[BEGIN EXERCISE INPUTS]

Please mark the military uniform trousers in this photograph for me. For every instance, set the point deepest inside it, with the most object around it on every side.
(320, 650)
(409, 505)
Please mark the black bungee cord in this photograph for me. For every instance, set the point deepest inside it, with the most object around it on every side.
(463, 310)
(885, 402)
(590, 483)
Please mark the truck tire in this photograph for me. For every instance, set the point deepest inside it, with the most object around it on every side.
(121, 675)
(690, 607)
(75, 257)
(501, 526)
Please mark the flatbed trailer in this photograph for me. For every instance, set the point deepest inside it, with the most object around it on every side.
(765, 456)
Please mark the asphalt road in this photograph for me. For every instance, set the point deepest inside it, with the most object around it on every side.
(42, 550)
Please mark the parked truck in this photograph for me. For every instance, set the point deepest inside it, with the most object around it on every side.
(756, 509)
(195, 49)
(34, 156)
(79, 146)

[END EXERCISE INPUTS]
[BEGIN EXERCISE INPUTS]

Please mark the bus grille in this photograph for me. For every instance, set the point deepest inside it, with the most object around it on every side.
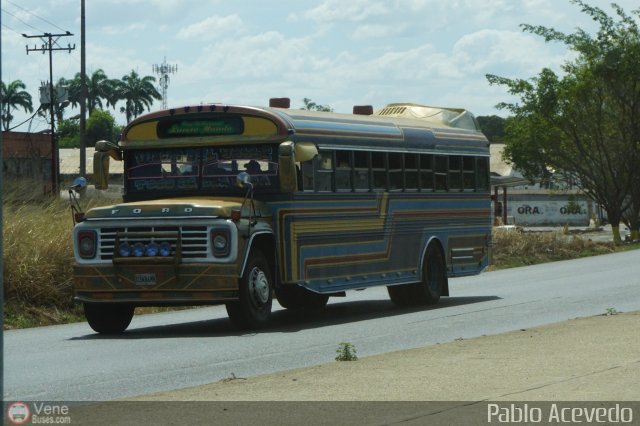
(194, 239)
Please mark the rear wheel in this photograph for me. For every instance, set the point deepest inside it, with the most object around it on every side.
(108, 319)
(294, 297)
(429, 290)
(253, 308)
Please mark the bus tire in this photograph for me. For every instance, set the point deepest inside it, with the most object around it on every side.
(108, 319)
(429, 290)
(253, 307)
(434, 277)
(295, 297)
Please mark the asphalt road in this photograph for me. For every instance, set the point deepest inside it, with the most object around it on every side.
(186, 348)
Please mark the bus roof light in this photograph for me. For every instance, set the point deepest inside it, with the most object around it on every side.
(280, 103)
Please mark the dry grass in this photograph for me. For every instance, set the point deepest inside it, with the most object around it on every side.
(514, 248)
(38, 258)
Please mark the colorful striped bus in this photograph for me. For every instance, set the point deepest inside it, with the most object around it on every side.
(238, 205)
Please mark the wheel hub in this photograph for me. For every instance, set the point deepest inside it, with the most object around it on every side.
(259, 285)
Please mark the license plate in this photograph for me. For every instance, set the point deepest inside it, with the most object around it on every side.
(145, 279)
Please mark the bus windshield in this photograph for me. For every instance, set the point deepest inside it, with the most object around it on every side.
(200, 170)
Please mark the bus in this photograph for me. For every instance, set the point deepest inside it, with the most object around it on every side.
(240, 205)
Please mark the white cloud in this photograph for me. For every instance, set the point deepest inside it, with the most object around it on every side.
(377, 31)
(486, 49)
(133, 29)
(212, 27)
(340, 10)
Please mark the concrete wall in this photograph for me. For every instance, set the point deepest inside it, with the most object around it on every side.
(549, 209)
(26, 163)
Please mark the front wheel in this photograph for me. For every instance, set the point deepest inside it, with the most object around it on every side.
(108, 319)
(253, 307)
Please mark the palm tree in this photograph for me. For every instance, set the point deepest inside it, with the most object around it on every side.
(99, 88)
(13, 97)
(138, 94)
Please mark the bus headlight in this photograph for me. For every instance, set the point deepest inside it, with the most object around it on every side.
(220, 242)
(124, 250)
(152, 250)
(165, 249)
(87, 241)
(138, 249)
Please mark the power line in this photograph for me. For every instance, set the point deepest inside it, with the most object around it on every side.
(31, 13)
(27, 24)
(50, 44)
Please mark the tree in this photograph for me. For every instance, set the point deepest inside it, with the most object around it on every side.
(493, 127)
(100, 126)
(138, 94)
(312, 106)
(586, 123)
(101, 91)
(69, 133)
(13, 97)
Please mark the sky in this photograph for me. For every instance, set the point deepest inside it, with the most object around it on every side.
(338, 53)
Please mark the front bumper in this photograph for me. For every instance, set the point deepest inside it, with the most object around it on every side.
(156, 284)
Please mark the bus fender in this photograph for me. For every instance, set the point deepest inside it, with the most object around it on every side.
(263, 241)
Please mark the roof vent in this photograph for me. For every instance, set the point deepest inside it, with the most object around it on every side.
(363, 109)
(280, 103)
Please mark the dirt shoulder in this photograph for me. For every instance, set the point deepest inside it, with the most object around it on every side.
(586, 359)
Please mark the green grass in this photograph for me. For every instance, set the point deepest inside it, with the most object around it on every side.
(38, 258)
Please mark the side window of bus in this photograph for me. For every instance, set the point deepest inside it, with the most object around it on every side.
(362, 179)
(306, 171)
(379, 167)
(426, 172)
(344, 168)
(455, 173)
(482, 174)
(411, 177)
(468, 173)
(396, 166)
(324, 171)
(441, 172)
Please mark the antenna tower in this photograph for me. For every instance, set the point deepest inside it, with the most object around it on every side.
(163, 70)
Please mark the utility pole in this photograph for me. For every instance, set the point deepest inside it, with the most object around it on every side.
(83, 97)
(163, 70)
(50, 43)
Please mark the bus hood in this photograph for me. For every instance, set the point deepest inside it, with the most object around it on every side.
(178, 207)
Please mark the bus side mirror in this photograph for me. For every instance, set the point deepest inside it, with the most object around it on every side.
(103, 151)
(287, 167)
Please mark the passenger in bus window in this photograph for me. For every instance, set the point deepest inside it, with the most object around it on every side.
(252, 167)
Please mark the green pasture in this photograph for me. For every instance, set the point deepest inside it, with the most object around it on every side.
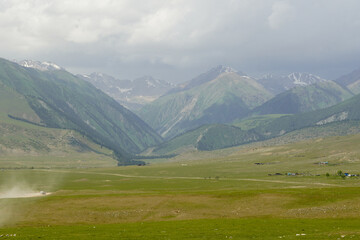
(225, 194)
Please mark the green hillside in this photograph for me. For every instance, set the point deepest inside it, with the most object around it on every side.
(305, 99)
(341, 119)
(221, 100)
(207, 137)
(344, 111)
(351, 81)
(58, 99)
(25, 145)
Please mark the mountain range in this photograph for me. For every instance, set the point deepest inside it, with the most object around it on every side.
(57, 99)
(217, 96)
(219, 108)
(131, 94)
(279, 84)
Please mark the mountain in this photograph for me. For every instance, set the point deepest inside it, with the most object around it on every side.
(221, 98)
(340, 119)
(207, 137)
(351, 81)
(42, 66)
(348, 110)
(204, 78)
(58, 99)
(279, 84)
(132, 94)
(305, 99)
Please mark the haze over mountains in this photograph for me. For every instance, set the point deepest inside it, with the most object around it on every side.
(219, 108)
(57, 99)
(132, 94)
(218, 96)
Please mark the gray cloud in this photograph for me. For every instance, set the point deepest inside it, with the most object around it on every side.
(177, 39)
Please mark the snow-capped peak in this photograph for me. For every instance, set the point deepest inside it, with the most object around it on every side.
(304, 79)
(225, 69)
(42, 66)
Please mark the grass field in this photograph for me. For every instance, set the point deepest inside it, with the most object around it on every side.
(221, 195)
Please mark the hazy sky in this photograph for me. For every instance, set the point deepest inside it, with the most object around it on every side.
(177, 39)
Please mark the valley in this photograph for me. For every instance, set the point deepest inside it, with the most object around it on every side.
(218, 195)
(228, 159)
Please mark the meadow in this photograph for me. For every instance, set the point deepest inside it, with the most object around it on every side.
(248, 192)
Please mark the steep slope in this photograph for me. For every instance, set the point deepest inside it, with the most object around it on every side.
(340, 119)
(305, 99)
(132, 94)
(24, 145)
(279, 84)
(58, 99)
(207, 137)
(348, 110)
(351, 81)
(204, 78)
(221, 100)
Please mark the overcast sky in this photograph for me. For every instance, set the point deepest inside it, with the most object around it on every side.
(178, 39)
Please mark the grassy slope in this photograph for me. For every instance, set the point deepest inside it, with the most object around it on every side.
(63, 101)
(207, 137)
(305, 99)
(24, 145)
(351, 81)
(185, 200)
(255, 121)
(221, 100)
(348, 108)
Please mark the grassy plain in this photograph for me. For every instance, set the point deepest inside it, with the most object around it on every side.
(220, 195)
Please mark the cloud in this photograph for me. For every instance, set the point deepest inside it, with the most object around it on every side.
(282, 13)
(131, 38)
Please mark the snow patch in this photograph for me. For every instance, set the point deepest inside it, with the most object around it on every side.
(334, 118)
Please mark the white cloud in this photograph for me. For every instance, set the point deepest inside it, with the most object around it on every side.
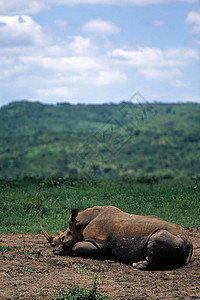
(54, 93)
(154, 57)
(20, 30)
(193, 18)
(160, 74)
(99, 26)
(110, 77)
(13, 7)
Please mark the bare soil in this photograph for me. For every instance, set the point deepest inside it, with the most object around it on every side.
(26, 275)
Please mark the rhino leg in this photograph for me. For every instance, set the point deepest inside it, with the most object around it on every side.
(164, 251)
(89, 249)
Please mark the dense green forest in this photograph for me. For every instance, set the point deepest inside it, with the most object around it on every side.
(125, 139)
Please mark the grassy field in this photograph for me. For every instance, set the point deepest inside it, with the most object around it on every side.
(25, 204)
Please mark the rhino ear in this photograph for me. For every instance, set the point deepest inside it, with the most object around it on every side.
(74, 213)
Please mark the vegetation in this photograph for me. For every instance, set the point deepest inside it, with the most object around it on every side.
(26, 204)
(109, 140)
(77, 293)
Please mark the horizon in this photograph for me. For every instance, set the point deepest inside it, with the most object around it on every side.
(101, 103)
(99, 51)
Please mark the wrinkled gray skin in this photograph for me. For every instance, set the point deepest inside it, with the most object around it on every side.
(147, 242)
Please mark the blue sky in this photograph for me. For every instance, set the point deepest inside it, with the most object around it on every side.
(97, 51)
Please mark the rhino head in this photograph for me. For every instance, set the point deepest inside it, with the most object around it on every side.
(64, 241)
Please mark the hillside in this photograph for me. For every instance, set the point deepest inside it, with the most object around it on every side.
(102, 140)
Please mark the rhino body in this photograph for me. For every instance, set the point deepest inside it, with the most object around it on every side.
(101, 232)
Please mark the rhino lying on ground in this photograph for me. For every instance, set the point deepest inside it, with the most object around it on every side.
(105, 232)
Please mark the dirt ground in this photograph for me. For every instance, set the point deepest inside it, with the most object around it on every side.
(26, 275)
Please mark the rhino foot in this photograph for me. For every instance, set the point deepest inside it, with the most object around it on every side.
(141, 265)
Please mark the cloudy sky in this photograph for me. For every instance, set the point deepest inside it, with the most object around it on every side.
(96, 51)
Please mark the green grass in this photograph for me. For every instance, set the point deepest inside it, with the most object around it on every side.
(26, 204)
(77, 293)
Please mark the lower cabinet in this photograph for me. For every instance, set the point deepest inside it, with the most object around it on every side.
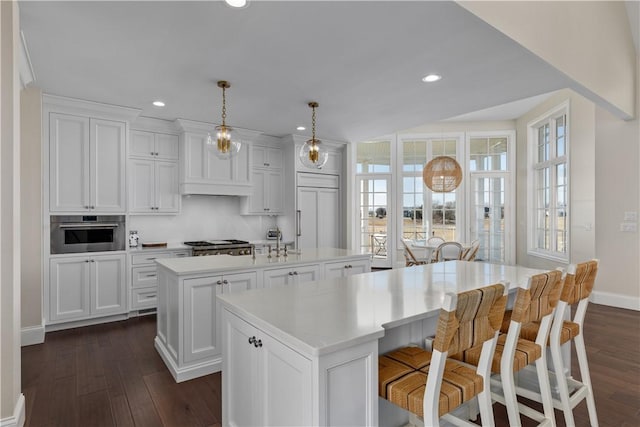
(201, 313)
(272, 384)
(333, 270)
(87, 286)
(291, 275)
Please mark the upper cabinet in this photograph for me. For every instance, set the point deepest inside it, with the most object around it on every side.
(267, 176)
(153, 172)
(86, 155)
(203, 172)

[END EXERCISE INPUTS]
[BEGIN EXERCISE INPUTS]

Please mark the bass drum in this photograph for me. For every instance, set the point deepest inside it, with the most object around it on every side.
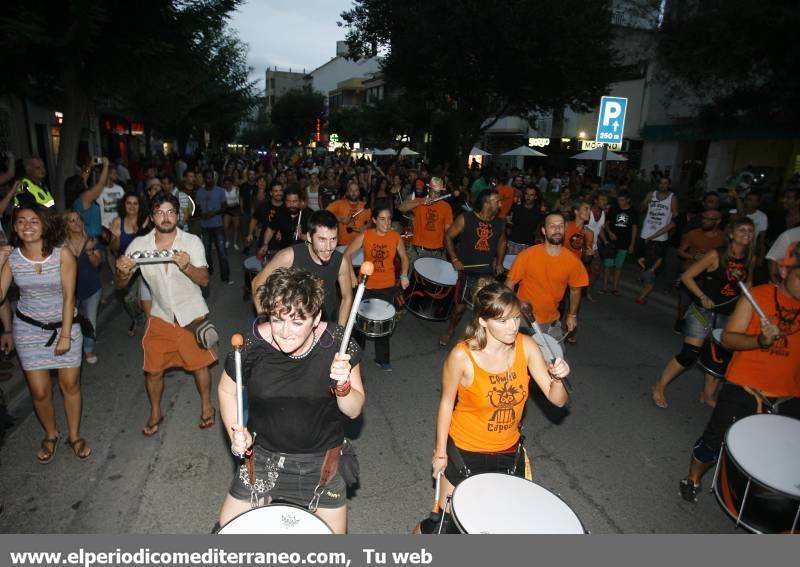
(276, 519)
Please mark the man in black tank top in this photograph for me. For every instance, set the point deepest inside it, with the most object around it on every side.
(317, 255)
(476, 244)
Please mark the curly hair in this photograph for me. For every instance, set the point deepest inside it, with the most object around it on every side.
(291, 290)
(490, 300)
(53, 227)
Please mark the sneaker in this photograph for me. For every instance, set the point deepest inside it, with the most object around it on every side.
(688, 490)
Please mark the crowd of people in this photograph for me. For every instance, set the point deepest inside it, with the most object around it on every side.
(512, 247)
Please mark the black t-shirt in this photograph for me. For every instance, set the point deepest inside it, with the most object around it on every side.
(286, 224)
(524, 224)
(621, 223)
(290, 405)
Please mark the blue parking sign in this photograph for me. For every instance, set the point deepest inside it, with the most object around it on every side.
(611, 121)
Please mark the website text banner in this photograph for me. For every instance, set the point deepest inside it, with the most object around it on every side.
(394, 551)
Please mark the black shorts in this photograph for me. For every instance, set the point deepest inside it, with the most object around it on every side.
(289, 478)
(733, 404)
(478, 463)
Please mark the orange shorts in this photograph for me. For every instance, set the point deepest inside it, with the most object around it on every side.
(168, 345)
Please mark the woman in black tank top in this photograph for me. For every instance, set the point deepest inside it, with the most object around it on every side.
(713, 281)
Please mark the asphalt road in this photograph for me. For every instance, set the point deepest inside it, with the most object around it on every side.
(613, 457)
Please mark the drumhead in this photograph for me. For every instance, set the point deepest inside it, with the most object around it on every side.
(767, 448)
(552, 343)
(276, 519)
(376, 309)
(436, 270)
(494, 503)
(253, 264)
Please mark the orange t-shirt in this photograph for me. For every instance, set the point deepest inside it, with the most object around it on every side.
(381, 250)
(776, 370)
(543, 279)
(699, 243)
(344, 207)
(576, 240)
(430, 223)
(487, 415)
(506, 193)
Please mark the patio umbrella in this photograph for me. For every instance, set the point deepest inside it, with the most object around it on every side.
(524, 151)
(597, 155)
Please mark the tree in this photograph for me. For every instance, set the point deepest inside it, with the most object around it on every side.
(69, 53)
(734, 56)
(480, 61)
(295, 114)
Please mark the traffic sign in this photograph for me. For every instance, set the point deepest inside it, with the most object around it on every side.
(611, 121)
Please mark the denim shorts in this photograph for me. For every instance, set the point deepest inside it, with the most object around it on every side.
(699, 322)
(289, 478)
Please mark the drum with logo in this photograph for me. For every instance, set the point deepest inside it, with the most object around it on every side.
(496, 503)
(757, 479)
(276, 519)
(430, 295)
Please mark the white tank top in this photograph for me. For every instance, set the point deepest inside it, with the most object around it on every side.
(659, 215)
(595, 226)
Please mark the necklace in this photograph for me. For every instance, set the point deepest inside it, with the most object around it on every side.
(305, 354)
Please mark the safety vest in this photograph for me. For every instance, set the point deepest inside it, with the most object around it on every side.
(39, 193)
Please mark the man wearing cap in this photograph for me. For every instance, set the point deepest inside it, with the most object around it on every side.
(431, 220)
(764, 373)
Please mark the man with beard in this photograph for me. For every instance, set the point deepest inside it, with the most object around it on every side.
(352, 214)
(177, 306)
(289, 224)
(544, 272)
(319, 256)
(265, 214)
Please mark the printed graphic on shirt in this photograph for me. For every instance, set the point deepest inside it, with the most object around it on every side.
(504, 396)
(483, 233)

[END EXERCISE INPUTS]

> INSTRUCTIONS FOR THE TASK
Report every row above that contains the string "slope", and treat uppercase and lowercase as different.

> THE OUTPUT
Please mark the steep slope in this photograph for me. For every instance, set the point deepest inside it, with the most object around it on every side.
Please mark the grassy slope in this photograph for me. For every instance, set the point deepest inside it, with the most object around it on every side.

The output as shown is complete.